The lines to extract begin at the one containing "Where can the parrot's green" and run to the end of the listing; set them down exactly and alone.

Dataset items ->
* Begin *

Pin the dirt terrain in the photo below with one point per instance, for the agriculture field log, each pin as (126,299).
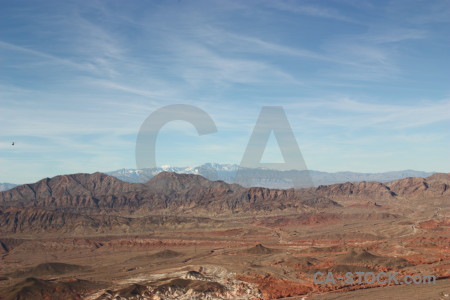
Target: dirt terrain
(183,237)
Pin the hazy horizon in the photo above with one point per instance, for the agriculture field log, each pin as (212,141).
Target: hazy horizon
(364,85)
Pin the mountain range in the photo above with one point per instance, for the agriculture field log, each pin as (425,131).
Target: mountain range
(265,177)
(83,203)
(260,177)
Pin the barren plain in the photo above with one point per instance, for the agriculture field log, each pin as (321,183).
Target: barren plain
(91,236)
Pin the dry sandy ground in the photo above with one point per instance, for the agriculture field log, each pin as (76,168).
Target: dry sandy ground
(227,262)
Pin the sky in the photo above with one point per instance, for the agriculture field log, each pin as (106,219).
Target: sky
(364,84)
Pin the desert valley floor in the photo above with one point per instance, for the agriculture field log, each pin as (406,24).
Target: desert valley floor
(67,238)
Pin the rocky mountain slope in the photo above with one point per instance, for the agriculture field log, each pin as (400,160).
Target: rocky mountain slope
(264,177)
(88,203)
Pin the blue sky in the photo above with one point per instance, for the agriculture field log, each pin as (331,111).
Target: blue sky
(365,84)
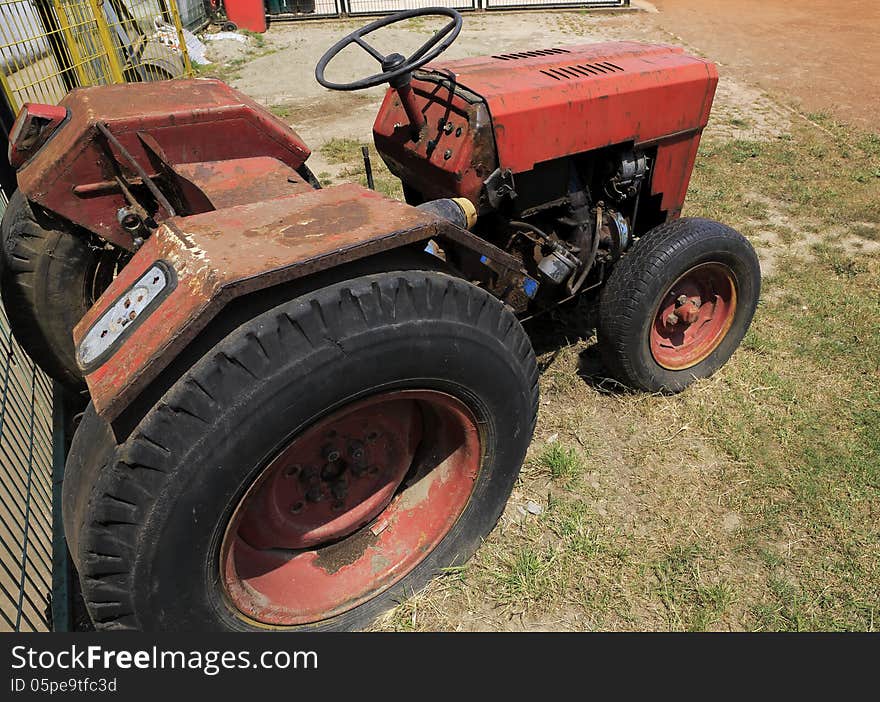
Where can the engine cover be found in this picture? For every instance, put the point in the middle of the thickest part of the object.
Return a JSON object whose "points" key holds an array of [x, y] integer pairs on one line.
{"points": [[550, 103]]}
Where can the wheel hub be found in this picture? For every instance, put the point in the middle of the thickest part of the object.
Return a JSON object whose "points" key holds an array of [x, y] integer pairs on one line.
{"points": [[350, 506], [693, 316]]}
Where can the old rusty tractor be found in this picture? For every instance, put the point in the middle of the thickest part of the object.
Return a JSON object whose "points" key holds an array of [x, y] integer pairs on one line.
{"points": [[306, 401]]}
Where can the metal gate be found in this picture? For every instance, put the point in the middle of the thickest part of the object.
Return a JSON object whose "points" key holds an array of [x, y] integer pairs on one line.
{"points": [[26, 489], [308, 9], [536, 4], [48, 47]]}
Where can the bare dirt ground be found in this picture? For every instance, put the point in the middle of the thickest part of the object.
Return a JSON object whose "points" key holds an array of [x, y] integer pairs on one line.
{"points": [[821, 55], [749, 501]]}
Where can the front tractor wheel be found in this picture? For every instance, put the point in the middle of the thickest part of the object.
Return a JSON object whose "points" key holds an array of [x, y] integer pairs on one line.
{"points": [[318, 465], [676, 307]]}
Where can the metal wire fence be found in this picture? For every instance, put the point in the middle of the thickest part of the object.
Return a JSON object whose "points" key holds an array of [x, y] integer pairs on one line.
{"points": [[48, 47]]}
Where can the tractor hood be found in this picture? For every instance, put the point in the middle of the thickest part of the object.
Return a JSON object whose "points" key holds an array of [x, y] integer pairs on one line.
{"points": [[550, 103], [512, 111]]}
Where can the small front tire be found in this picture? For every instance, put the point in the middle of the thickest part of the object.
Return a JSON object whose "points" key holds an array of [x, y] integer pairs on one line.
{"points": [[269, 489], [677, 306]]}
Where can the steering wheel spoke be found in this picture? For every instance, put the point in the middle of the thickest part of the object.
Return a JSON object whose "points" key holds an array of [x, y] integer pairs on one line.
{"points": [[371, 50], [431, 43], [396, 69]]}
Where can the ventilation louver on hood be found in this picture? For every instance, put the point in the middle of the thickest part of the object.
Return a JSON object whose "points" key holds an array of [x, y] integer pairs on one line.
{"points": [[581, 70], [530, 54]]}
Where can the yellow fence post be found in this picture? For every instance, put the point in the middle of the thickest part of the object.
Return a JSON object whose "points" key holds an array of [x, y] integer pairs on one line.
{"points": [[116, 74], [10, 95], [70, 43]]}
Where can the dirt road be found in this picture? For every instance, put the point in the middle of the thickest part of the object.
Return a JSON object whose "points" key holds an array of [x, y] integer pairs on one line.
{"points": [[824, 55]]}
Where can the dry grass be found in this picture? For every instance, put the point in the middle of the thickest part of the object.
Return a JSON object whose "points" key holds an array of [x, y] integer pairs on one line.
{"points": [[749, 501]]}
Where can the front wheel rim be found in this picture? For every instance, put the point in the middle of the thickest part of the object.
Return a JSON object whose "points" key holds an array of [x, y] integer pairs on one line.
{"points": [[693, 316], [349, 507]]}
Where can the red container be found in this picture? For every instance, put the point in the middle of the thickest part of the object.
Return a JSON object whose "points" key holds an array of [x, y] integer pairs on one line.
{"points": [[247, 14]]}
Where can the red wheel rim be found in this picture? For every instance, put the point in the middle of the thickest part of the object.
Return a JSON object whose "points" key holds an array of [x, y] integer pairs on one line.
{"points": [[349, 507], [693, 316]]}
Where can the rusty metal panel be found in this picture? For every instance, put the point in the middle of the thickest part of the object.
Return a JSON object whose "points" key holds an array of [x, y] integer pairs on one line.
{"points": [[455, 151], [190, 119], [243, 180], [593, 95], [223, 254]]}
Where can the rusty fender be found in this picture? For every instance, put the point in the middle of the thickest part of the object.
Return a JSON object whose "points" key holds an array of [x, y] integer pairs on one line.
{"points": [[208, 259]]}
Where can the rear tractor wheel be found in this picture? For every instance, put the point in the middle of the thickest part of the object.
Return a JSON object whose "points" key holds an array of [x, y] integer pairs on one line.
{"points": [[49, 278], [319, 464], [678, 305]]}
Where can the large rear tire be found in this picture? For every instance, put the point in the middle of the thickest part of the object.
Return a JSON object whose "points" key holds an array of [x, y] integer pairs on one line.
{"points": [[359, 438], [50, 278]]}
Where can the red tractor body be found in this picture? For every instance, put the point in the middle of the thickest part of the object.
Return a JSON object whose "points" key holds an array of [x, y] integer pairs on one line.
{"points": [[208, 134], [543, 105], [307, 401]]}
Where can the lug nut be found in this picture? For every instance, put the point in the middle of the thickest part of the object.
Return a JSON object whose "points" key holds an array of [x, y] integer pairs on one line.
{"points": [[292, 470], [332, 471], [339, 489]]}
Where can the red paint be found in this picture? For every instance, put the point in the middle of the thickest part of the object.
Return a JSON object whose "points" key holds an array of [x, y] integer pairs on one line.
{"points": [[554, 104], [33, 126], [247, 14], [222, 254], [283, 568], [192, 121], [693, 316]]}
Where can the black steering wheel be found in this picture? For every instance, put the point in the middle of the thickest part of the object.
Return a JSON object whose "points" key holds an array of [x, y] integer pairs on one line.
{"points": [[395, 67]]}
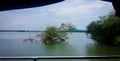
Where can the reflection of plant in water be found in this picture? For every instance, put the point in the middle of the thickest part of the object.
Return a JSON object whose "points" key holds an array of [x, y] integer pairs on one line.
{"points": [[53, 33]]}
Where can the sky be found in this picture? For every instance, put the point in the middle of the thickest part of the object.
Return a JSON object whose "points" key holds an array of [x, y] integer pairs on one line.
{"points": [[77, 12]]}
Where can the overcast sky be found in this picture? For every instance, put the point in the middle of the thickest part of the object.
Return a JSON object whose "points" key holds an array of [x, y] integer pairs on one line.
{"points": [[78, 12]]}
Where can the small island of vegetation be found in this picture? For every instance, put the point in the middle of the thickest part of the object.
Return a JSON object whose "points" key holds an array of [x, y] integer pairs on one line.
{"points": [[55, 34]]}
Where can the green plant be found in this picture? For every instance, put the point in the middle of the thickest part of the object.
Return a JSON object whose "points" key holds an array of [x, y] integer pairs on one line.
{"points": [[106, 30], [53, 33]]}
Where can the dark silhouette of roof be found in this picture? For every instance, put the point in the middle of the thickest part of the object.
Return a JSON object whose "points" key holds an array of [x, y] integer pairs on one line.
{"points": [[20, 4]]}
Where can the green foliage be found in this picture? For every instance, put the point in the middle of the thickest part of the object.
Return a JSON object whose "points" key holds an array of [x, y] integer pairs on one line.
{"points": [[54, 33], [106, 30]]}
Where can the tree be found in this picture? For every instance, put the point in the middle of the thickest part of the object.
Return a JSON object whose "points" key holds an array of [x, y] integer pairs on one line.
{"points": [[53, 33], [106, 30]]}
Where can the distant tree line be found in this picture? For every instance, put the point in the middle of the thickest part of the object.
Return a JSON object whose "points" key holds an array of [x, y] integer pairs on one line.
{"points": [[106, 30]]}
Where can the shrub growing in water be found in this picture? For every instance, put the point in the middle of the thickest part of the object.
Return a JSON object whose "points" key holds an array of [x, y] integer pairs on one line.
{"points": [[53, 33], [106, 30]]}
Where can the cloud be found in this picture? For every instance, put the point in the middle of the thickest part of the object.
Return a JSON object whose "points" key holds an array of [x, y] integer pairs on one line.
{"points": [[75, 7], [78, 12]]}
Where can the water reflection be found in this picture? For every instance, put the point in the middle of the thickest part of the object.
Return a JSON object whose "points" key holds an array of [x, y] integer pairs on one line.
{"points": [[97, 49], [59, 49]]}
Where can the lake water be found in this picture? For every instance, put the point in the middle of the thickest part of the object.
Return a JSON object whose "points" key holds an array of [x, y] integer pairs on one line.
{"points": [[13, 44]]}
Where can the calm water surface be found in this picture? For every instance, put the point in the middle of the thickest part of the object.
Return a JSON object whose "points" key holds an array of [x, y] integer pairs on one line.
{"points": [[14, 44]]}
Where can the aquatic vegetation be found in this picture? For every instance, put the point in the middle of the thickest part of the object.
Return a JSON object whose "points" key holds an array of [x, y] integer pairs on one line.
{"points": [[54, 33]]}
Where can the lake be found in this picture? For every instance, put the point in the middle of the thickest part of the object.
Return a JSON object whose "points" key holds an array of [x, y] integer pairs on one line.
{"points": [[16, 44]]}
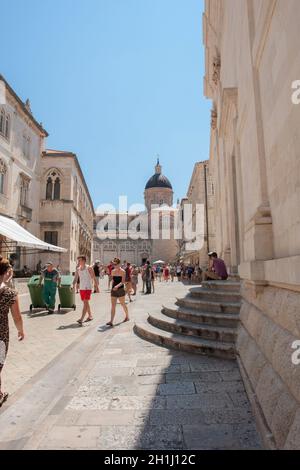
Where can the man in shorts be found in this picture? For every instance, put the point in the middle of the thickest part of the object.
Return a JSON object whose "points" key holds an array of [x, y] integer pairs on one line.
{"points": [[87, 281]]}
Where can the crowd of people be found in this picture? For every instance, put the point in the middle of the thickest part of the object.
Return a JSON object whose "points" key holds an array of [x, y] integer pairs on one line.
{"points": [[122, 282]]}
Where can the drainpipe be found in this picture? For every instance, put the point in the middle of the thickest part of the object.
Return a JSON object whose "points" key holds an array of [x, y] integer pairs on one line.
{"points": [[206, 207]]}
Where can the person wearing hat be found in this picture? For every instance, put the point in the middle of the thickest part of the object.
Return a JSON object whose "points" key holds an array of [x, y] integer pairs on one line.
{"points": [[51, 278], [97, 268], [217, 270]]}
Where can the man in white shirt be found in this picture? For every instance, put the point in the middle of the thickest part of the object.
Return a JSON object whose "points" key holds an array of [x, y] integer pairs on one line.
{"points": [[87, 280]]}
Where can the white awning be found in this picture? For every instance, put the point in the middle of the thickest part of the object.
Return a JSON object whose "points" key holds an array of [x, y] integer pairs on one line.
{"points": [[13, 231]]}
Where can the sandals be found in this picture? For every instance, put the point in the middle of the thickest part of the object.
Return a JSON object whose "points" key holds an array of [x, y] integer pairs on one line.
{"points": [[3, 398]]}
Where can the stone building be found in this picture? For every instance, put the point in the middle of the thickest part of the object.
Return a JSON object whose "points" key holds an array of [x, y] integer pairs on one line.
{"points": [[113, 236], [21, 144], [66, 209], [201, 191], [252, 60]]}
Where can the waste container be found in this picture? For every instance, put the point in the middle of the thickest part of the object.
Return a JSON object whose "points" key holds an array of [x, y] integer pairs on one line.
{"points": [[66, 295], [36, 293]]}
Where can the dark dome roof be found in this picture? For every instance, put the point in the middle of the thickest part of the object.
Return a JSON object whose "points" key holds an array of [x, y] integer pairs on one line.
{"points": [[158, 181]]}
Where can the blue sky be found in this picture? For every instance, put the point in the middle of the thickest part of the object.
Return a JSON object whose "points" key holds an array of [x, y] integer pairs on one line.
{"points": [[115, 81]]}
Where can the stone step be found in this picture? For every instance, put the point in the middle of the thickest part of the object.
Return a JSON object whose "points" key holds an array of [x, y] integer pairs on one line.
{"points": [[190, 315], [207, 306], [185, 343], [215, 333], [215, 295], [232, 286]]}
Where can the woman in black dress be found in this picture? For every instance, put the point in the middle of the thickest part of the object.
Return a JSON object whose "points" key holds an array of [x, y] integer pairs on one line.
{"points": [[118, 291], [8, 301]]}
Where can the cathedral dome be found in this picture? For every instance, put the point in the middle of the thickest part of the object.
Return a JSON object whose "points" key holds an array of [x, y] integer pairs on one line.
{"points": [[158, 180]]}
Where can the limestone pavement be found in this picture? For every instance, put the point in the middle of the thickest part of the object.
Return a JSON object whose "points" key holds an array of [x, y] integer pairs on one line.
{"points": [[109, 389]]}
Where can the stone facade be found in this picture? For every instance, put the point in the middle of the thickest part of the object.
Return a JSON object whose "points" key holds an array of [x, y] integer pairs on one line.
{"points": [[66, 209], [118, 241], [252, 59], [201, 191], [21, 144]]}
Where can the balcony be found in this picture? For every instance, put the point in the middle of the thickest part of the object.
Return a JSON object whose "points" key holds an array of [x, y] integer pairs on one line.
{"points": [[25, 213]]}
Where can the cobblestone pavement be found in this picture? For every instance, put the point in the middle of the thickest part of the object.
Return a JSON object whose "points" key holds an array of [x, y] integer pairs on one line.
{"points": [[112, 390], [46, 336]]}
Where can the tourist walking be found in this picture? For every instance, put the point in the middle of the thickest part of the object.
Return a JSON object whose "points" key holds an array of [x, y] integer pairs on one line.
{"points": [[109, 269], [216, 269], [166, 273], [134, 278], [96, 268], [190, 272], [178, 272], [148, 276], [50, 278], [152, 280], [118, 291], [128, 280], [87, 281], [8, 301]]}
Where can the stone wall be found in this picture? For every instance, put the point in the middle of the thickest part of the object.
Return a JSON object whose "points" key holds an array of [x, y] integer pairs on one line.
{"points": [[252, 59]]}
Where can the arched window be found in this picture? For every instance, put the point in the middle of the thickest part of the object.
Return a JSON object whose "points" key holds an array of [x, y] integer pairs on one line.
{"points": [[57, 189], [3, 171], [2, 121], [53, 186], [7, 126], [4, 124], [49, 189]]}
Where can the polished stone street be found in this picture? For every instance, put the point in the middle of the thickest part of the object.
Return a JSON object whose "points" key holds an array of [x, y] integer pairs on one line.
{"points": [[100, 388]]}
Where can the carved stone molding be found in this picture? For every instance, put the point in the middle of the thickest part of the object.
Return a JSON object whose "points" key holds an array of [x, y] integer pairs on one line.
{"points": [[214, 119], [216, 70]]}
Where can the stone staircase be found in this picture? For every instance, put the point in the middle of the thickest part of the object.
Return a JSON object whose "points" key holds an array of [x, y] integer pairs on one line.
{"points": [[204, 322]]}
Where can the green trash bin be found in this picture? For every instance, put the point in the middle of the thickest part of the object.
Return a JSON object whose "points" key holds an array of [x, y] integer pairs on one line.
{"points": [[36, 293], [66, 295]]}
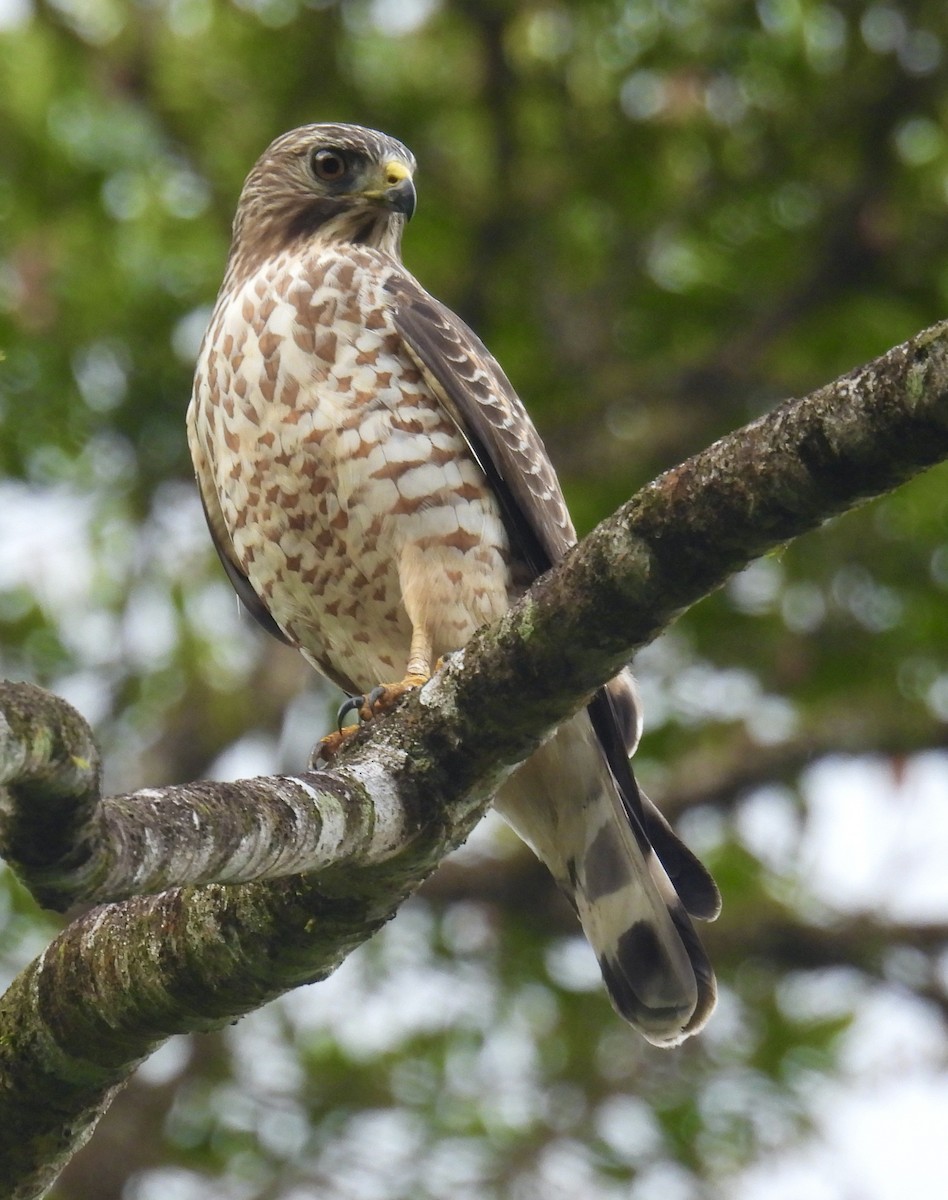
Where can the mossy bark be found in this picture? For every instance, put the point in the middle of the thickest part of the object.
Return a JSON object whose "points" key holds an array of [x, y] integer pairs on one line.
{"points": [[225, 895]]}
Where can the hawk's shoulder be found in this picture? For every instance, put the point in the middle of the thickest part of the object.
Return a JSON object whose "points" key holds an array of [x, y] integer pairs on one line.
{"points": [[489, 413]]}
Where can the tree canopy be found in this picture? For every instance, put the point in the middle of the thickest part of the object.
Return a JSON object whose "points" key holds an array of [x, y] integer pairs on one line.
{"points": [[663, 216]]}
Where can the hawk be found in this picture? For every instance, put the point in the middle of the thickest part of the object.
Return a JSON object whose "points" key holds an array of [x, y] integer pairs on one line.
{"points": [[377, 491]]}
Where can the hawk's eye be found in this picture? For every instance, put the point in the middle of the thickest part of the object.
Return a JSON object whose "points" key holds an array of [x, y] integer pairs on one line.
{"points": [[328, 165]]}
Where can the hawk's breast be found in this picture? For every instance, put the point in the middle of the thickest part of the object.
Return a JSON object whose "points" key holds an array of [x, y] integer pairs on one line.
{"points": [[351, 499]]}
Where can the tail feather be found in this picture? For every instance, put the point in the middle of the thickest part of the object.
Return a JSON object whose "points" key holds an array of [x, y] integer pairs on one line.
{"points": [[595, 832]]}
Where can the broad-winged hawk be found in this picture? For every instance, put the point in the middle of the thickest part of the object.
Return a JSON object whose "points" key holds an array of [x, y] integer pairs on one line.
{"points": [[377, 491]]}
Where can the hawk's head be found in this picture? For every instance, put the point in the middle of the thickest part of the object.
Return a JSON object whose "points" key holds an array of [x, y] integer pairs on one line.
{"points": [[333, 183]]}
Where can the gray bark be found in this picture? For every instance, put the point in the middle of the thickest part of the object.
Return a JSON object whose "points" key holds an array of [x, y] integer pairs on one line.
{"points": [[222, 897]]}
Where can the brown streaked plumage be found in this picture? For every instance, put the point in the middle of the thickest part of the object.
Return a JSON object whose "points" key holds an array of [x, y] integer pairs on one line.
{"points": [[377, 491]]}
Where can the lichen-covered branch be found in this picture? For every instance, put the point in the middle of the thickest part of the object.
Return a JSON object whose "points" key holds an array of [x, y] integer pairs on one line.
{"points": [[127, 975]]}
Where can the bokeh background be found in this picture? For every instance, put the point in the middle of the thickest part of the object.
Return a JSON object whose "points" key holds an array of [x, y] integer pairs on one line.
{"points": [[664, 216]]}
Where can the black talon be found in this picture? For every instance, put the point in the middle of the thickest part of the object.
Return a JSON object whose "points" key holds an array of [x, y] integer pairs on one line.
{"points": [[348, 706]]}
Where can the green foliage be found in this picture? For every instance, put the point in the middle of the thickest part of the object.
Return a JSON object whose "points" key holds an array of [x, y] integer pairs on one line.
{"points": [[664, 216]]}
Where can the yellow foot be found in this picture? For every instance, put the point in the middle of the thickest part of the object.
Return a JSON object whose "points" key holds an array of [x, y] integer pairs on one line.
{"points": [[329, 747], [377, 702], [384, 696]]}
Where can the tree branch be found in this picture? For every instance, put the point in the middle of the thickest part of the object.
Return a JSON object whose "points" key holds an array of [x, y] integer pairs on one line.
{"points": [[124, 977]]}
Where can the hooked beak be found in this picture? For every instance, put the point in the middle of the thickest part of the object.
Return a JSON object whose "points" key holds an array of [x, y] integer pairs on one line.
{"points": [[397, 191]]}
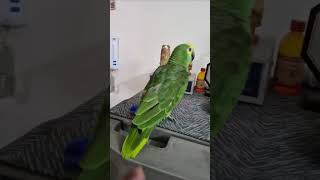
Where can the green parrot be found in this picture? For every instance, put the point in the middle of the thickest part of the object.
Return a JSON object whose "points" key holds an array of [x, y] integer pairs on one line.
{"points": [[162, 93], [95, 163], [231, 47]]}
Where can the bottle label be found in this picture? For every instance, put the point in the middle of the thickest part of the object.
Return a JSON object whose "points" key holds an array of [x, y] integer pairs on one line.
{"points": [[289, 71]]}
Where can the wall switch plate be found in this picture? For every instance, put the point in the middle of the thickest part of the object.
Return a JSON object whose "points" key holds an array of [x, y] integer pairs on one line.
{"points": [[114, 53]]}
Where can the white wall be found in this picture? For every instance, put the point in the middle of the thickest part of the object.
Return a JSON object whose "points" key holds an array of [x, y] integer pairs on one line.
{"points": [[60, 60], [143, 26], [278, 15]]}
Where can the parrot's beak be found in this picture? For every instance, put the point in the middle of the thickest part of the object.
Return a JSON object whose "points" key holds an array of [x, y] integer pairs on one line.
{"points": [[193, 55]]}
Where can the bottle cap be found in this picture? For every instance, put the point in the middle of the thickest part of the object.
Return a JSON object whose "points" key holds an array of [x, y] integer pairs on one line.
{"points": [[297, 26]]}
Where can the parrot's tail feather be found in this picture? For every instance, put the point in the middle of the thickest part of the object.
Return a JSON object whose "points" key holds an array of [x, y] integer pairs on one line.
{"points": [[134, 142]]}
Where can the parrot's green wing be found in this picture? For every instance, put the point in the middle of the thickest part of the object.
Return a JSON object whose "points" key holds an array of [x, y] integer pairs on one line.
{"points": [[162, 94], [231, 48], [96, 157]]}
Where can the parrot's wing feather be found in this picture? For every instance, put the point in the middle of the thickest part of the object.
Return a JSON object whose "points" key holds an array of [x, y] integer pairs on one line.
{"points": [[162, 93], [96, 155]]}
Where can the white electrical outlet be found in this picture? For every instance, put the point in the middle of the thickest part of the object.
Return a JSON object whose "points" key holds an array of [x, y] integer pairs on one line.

* End *

Answer to the task ->
Where can the parrot's green wing be found in this picture? For every instance, put the point in the middle of the thickest part of the object.
Return a JSON object whose "points" key holds an array of [x, y] integer pairs on one line.
{"points": [[162, 94], [231, 48], [96, 157]]}
Where can the parrot's wing feather be found in this picture? For every instance, put the point in the middle of the thickest part of the object.
Return a JSON object whose "points" key holds an array of [x, y] integer pairs on one line.
{"points": [[162, 93], [96, 155]]}
Where can the white electrical outlet be found in this picture? For every instance, put the point in the middle of the thickest part of the object.
Return a JSON object whose "points" key holds an array of [x, y] integer pairs on one line.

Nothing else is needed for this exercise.